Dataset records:

---+---

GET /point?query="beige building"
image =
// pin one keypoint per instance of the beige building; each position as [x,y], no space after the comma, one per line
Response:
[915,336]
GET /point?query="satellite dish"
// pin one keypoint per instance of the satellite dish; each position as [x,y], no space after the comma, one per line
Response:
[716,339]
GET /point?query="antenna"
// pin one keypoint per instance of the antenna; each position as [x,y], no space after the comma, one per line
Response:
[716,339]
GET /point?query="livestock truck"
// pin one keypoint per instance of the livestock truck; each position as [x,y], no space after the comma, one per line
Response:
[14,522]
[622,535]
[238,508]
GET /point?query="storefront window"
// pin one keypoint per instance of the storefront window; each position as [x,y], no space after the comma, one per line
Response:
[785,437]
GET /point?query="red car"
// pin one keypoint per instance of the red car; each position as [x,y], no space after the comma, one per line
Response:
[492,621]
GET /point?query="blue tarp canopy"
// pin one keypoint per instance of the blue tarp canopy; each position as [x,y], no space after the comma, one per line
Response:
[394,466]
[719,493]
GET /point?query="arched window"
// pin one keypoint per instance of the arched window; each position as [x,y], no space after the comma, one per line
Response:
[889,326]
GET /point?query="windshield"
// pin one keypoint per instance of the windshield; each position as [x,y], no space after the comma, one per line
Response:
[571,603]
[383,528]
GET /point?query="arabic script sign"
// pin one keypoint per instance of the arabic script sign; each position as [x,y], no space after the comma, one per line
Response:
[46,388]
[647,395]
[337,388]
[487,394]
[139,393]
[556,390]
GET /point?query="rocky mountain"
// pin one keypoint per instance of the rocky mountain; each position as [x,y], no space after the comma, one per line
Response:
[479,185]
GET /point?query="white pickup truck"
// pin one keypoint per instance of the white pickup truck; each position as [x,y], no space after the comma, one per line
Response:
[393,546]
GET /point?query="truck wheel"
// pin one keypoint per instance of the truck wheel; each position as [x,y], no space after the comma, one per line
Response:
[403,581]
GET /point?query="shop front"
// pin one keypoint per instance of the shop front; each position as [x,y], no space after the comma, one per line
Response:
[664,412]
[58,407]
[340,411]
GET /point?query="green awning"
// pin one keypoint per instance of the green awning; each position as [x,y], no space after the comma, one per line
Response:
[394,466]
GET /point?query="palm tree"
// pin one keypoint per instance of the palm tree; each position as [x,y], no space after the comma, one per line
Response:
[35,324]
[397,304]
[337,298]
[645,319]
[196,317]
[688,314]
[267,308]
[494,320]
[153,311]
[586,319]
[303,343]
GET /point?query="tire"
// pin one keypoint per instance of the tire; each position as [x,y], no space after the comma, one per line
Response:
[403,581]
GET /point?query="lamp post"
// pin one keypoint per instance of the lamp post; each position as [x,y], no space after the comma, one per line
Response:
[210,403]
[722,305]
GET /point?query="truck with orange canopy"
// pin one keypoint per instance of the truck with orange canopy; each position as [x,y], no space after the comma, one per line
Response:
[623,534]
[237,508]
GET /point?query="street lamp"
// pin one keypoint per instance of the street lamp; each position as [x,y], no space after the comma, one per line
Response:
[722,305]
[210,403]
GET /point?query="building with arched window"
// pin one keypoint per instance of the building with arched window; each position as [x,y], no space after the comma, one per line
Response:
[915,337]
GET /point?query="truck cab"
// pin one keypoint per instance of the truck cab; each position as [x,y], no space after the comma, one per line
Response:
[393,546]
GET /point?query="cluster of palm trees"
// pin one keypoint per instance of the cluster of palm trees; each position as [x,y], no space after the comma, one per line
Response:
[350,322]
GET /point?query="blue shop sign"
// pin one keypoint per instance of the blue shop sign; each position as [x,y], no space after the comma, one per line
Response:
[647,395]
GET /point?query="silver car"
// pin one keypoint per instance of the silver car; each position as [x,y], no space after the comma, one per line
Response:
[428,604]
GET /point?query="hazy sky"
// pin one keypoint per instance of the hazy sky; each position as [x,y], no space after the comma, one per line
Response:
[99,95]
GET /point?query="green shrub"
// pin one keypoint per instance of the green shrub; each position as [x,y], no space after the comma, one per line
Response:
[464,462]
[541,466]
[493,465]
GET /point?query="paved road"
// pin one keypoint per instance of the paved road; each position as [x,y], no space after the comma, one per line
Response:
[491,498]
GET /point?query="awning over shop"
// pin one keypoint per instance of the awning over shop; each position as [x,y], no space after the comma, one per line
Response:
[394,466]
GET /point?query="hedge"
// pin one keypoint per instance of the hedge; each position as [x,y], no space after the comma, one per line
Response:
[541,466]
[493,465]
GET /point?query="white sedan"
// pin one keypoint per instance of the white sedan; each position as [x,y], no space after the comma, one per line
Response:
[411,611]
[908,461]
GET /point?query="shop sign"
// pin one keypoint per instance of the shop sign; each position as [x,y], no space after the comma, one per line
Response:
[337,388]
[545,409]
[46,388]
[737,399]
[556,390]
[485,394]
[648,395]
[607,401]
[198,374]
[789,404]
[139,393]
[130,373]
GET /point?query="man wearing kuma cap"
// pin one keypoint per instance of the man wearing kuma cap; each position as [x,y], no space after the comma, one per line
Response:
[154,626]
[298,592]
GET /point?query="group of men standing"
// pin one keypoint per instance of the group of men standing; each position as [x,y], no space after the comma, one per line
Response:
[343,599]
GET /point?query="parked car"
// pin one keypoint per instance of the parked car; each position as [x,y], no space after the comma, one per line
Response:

---+---

■ WORK ORDER: When a line of the records holds the word "hedge", copy that line.

■ COMPLETED EXERCISE:
GET /point?query="hedge"
// pin one keypoint per instance of the hedge; each position as [x,y], no space after the comma, one per line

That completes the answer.